Define a new file format and implement InputFormat and RecordReader for it #77

beomyeol · 2015-08-19T09:45:50Z

For various datasets, the data is stored in different file formats. For example, the data of MNIST database is saved in their own file format and the data of CIFAR-10 database is stored in Python pickle file and their own file format. Supporting all these file format is too burdensome.
So, I suggest defining a new file format which our DNN uses to load data from file. In order to support a variety of datasets such as MNIST and ImageNet, we can convert these datasets to our file format and provide them for DNN.
After define the new file format, we also need InputFormat and RecordReader for it to run our neural network on REEF.

The text was updated successfully, but these errors were encountered:

dongjoon-hyun · 2015-08-19T13:59:19Z

I agree with your concerns. Dolphin is a framework, not an application. But, at this point, I have a concern about reinventing the wheel. Why don't you use ND4J serialization? If you agree with using ND4J format, @swlsw and I will make a converter for that. Let's assume like the following simply.

All data have a matrix form using INDArray interface.
Training / Cross Validation / Test Data Set will be loaded as a m x n matrix.
- m is a number of instance.
- n is a number of feature.
Label Data Set will be loadded as a m x 1 vector.

By the way, in reality, we do not use both MNIST vector format or CIFAR-10 pickle file. We mostly use the only original files like JPEG.

For MNIST, the original data is JPEG file. (Black and White)
The folder structure is described in Support Multiple Data Sources #63. (hdfs://data/image/mnist/jpg)
@jsjason , could you download this from SKT cluster into your cluster, if you need?
You can use SKT cluster itself too.
For ImageNet, the original data is also JPEG file. (RGB Color)
Also, you can download them in our cluster (hdfs://data/image/imagenet/tar)
You can connect through VPN. Please get one from @jsjason .

beomyeol · 2015-08-20T00:47:28Z

Thank you for your suggestion, @dongjoon-hyun. I will consider ND4J serialization and discuss this with @jsjason. If it is okay to use it, I will let you know and start implementing it.

I can connect to SKT cluster through VPN. Thanks to @jsjason.

What to work on —
- 1) Answer these questions using the thread about a new file format:
(a) According to the opening post, in what formats is the CIFAR-10 data stored?
(b) What serialization does dongjoon-hyun suggest using instead of a new format?
(c) By what means does beomyeol say the SKT cluster can be reached?
- 2) In the thread about a new file format, rewrite the paragraph beginning "For various datasets" as a short bulleted list that keeps its main facts.
- 3) Write the next few posts of the thread about a new file format, picking up after its final post.
The lines that come next are separate material and have no connection to the thread about file formats.

Recorded data —
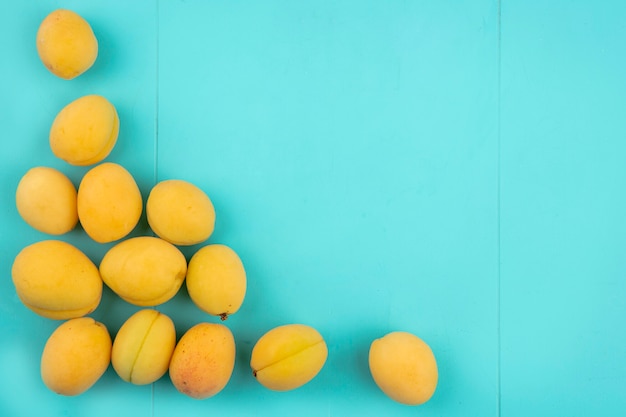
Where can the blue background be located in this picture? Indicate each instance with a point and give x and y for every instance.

Task answers —
- 1)
(a) In a Python pickle file and in its own file format.
(b) ND4J serialization.
(c) Through VPN.

- 2)
- Different datasets store their data in different file formats.
- MNIST data uses its own file format.
- CIFAR-10 data is stored in a Python pickle file and in its own file format.
- Supporting all these formats is too burdensome.

- 3)
dongjoon-hyun · 2015-08-20T01:04:04Z

Thank you for considering. By the way, I found that the following codes in DL4J and ND4J. Actually, the file is plain text file delimeted spaces. three-spaces : " "

DL4J

        ClassPathResource resource = new ClassPathResource("/mnist2500_X.txt");
        File f = resource.getFile();
        INDArray data = Nd4j.readNumpy(f.getAbsolutePath(),"   ").get(NDArrayIndex.interval(0,100),NDArrayIndex.interval(0,784));

ND4J

    /**
     * Read line via input streams
     *
     * @param filePath the input stream ndarray
     * @param split    the split separator
     * @return the read txt method
     */
    public static INDArray readNumpy(String filePath, String split) throws IOException {
        return readNumpy(new FileInputStream(filePath), split);
    }

    /**
     * Read line via input streams
     *
     * @param filePath the input stream ndarray
     * @return the read txt method
     */
    public static INDArray readNumpy(String filePath) throws IOException {
        return readNumpy(filePath, "\t");
    }

I think we already have Numpy compatible read function in ND4J.

beomyeol · 2015-08-20T01:33:32Z

Thank you for letting me know readNumpy(). But, I have a concern. Is it okay to use plain text file with delimiter? Using a plain text file needs more space than a binary file.

In addition, I saw the code of readNumpy() in ND4J library. It supports Numpy compatible plain text file, but does not support Numpy compatible binary file such as .npy or .npz.

dongjoon-hyun · 2015-08-20T01:45:04Z

Yep. That is right. But I think we can depend on that part in ND4J layer.
If we design our architecture having ND4J layer that handles readNumpy, the converting job for numpy is a piece of cake. We can implement a converter for numpy as a just a small python script with opening .npy and storing .txt. :)

dongjoon-hyun · 2015-08-20T01:51:01Z

By the way, for the efficiency, we have to distinguish between input file format and internal storage format. The followings are my opinions until now.

For the input format, just call readNumpy().
For the internal storage format, just use ND4J serialization.

jsjason · 2015-08-20T02:09:10Z

@dongjoon-hyun When you say 'internal storage format', are you referring to the intermediate and final output data?

jsjason · 2015-08-20T02:23:20Z

One thing I am concerned about is our dependency on ND4J. I don't know much about scientific computing libraries, but is it okay to rely on ND4J this much? We could search for and use a library with a greater community.

beomyeol · 2015-08-20T02:43:41Z

@dongjoon-hyun,
Okay, we can decide to use a plain text format as input format. I have one more concern about it.
REEF does not support multiple data sources now as we discussed in #63. We need to put images and labels into a single text file and consider this file format. I think about following format.

(image) (delimiter) (label) (newline)
(image) (delimiter) (label) (newline)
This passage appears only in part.